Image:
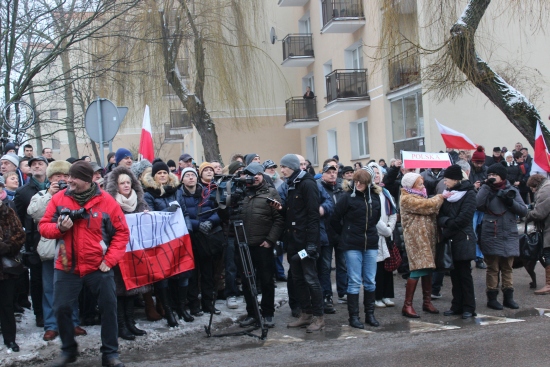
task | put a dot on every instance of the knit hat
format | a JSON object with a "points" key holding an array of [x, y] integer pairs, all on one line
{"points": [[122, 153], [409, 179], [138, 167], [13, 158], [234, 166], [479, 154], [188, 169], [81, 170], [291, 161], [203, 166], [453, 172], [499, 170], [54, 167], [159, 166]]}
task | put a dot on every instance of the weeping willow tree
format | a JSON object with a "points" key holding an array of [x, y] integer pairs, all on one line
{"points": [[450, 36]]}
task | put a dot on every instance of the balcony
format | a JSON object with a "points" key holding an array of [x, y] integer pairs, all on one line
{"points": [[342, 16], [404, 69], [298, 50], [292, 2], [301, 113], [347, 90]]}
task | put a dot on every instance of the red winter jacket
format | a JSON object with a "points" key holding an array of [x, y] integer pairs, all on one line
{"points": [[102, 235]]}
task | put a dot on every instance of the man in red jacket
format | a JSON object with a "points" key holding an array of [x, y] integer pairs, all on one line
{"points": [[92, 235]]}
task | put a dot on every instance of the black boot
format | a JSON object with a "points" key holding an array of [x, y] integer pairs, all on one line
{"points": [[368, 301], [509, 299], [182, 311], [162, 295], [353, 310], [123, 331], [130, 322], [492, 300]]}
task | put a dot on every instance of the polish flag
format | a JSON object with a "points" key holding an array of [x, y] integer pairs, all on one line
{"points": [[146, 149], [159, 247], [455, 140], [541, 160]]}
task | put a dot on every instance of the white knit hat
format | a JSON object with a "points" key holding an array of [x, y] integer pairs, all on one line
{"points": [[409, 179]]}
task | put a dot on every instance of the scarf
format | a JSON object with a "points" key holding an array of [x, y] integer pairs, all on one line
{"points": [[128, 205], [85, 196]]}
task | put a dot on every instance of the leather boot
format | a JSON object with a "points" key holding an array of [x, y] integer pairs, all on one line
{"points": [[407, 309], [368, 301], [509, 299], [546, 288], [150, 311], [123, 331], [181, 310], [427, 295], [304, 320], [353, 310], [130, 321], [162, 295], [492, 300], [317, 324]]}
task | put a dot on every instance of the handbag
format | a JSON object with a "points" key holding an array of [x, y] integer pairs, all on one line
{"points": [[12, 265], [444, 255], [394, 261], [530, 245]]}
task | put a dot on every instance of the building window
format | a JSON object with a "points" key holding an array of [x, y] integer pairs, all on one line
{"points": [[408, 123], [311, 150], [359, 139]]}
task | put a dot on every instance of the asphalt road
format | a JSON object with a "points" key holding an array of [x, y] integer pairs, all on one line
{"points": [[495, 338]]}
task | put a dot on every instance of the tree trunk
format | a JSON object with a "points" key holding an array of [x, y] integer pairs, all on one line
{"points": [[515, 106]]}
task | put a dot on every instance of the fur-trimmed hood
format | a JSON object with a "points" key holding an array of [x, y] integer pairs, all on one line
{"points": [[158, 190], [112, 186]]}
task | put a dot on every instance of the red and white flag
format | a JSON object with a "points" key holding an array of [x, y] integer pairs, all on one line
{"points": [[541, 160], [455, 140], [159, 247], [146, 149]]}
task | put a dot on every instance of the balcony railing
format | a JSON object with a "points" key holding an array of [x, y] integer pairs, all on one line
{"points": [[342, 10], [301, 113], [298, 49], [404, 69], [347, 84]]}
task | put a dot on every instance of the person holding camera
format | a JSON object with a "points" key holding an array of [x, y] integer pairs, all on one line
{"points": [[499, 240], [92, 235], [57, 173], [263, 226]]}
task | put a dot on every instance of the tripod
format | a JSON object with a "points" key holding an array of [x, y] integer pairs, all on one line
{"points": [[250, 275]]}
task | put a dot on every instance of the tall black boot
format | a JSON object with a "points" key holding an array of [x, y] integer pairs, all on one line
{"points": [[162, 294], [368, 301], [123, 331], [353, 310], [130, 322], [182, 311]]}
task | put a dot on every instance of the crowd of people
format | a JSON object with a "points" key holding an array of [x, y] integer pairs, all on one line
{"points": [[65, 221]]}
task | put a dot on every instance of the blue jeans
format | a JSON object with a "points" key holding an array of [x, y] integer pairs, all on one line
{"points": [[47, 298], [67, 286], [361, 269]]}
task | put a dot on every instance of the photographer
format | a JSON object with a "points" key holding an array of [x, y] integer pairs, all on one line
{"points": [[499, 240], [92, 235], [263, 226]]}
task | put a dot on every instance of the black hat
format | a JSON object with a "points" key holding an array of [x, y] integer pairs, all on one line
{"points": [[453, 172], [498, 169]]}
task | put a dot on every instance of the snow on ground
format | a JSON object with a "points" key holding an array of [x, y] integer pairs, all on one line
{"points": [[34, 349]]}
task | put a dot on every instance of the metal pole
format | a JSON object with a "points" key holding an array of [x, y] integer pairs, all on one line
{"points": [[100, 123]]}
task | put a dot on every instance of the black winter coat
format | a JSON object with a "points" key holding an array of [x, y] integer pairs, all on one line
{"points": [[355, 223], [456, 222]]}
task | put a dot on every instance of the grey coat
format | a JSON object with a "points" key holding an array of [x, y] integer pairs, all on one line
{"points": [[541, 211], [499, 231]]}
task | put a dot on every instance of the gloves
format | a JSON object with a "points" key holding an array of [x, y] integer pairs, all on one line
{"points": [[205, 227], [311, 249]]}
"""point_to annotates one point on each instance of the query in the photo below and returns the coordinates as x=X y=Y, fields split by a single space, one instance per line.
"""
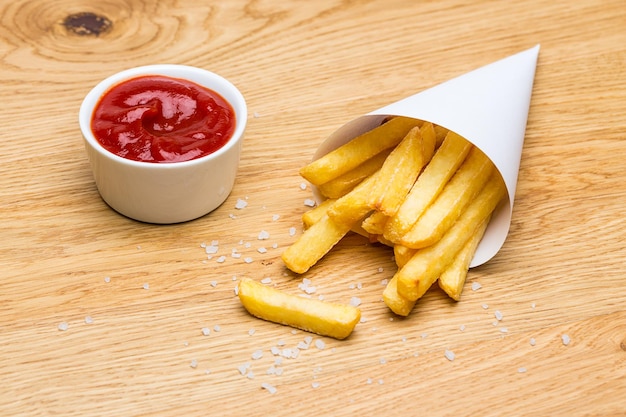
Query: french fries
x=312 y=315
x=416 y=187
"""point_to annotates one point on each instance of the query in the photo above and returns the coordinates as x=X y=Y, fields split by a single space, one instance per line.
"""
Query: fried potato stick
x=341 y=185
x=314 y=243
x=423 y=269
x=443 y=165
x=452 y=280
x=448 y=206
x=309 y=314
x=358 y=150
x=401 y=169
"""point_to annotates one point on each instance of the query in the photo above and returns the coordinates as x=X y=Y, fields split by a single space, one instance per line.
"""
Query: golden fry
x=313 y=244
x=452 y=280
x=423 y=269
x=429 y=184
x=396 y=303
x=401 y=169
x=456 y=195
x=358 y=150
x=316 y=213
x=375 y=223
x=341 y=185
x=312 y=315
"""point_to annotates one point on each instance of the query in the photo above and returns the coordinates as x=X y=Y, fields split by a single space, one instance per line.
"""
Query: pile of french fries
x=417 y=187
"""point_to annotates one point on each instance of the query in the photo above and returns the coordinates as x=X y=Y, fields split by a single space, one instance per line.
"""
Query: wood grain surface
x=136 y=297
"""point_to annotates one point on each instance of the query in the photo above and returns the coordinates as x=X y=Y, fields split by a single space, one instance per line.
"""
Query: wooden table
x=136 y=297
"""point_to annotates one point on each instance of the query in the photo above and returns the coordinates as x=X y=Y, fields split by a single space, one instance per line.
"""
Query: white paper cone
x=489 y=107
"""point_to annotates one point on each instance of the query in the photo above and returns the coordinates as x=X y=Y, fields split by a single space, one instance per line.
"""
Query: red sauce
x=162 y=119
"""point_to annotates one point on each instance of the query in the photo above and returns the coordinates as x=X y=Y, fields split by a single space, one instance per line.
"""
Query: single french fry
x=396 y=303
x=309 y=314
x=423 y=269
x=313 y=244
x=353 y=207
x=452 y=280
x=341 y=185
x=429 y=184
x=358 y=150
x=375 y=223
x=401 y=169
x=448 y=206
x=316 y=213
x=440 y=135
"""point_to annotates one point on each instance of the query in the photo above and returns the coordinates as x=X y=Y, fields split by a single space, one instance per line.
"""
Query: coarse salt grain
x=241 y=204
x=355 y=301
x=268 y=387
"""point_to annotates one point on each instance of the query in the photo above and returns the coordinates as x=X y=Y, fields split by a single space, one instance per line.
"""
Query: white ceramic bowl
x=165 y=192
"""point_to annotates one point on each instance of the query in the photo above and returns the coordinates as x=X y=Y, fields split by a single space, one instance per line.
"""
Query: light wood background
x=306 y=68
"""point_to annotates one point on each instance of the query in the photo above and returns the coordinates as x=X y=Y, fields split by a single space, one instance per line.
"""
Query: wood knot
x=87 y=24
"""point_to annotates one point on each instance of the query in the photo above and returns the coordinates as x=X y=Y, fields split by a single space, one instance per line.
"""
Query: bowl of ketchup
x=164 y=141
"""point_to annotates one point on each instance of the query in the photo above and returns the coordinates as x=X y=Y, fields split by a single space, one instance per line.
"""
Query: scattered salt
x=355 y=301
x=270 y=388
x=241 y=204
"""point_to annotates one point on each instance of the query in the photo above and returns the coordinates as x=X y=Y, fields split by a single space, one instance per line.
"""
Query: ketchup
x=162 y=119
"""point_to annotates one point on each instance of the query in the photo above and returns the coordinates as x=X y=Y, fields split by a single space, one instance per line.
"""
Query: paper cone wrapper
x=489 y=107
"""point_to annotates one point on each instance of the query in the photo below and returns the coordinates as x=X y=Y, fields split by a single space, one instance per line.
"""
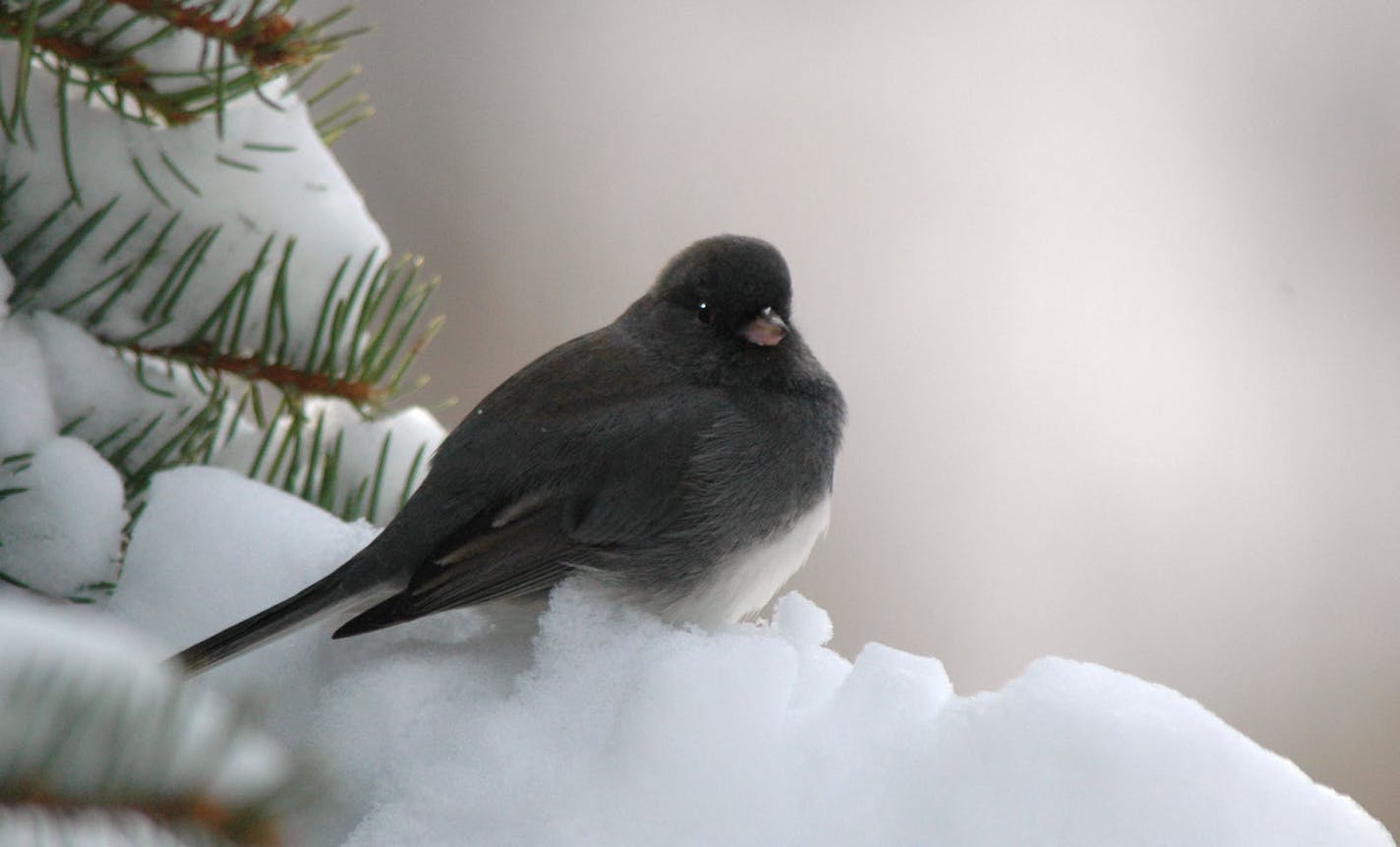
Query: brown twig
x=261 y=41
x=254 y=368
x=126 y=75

▬▬▬

YOUR OBJECTIVE — There is a run of lines above from the one with "task | put a dot on every instance of the tree" to the one with "the balcony railing"; print exactly that run, both ends included, and nothing else.

EXERCISE SOLUTION —
task | put a dot on every instance of the tree trunk
format | a JSON object with a "points" key holding an array of [x, y] integer pairs, all on one line
{"points": [[515, 106]]}
task | put a dot on every instance of the fur-trimmed hood
format | a JSON object with a "points" key holding an array of [x, y] integer pairs, all on one line
{"points": [[158, 190], [112, 186]]}
task | put a dot on every instance of the red and white flag
format | a JSON object with a "points" key holding an array of [x, y] integer pairs, all on one line
{"points": [[541, 160], [455, 140], [159, 247], [146, 149]]}
task | put a dot on every instance of the balcony railing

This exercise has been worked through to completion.